Update everything from the start of the rows down to the line containing "[82, 49, 193, 108]", changing each "Target" to "Object" and leaving every other word intact. Omit the pictures from your output.

— START Records provided —

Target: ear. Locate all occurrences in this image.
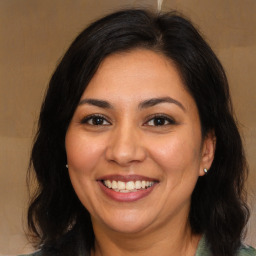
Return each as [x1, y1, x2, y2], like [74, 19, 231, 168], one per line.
[199, 131, 216, 176]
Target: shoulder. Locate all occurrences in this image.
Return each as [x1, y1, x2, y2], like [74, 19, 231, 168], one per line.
[196, 235, 256, 256]
[237, 244, 256, 256]
[18, 251, 42, 256]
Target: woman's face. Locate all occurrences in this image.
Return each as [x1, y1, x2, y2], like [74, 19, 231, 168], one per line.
[66, 49, 214, 233]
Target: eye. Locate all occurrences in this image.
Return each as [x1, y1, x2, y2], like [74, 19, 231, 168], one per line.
[81, 114, 110, 126]
[145, 115, 175, 126]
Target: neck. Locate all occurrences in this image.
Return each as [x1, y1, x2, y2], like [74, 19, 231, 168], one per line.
[91, 216, 200, 256]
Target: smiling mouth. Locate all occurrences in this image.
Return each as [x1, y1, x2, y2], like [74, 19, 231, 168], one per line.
[101, 180, 157, 193]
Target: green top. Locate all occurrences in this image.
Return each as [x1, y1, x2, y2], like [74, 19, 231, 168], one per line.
[20, 236, 256, 256]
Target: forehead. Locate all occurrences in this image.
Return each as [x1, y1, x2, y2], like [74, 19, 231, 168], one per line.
[82, 49, 193, 108]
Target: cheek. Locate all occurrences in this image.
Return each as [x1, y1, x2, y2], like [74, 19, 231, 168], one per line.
[66, 132, 104, 175]
[150, 135, 200, 177]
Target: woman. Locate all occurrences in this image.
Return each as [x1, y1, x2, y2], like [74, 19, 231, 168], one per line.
[23, 10, 256, 256]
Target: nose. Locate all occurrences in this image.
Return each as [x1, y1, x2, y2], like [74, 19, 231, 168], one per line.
[106, 125, 146, 166]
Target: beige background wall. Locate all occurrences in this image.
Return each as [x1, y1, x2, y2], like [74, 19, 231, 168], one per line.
[0, 0, 256, 255]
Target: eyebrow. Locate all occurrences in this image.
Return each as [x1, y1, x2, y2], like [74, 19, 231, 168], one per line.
[78, 97, 186, 112]
[78, 99, 113, 108]
[139, 97, 186, 112]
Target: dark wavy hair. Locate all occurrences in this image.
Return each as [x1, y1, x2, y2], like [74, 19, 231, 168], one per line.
[28, 9, 249, 256]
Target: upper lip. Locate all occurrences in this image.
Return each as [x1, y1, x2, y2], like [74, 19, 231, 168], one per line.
[97, 174, 158, 182]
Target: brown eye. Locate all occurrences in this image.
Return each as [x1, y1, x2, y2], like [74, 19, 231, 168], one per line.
[146, 116, 175, 126]
[81, 115, 110, 126]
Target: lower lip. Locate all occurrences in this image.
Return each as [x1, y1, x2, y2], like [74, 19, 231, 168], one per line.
[98, 181, 156, 202]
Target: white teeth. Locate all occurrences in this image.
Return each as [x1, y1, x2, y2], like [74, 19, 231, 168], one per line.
[103, 180, 154, 193]
[117, 180, 125, 190]
[112, 180, 117, 189]
[125, 181, 135, 190]
[135, 180, 141, 189]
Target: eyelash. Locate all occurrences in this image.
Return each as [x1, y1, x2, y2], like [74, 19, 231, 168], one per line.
[145, 114, 176, 126]
[81, 114, 176, 127]
[81, 114, 111, 126]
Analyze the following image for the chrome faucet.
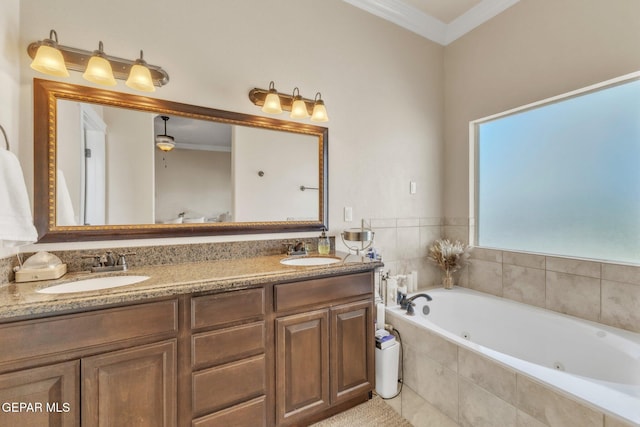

— END Records provided —

▶ [Exercise output]:
Object: ear. Locate all occurrences in this image.
Return each as [x1, y1, x2, y2], like [74, 19, 231, 168], one per line.
[199, 131, 216, 176]
Object: shoulder. Locate all occurrences in this image.
Return each as [x1, y1, x2, y2], like [74, 19, 231, 168], one per line.
[196, 235, 256, 256]
[237, 244, 256, 256]
[18, 251, 42, 256]
Object: woman's face. Locate all occurrences in this image.
Return each as [x1, y1, x2, y2], like [74, 19, 231, 168], one per line.
[66, 49, 214, 233]
Object: eye. Locate all occurrences in this image.
Return each as [x1, y1, x2, y2], like [74, 19, 231, 168], one per line.
[81, 114, 110, 126]
[145, 115, 175, 126]
Object: neck. Locate all occurrences in this image.
Return each as [x1, y1, x2, y2], like [74, 19, 231, 168], one per line.
[91, 216, 200, 256]
Object: smiling mouth. Locate all occurrences in this image.
Return each as [x1, y1, x2, y2], like [74, 19, 231, 168], one per line.
[101, 180, 157, 193]
Object: green top. Locate all occurrences in this image.
Return each as [x1, y1, x2, y2], like [74, 19, 231, 168], one per line.
[20, 236, 256, 256]
Object: forehead. Locate all occurrences in this image.
Return each as [x1, y1, x2, y2], like [74, 19, 231, 168], one per line.
[82, 49, 193, 108]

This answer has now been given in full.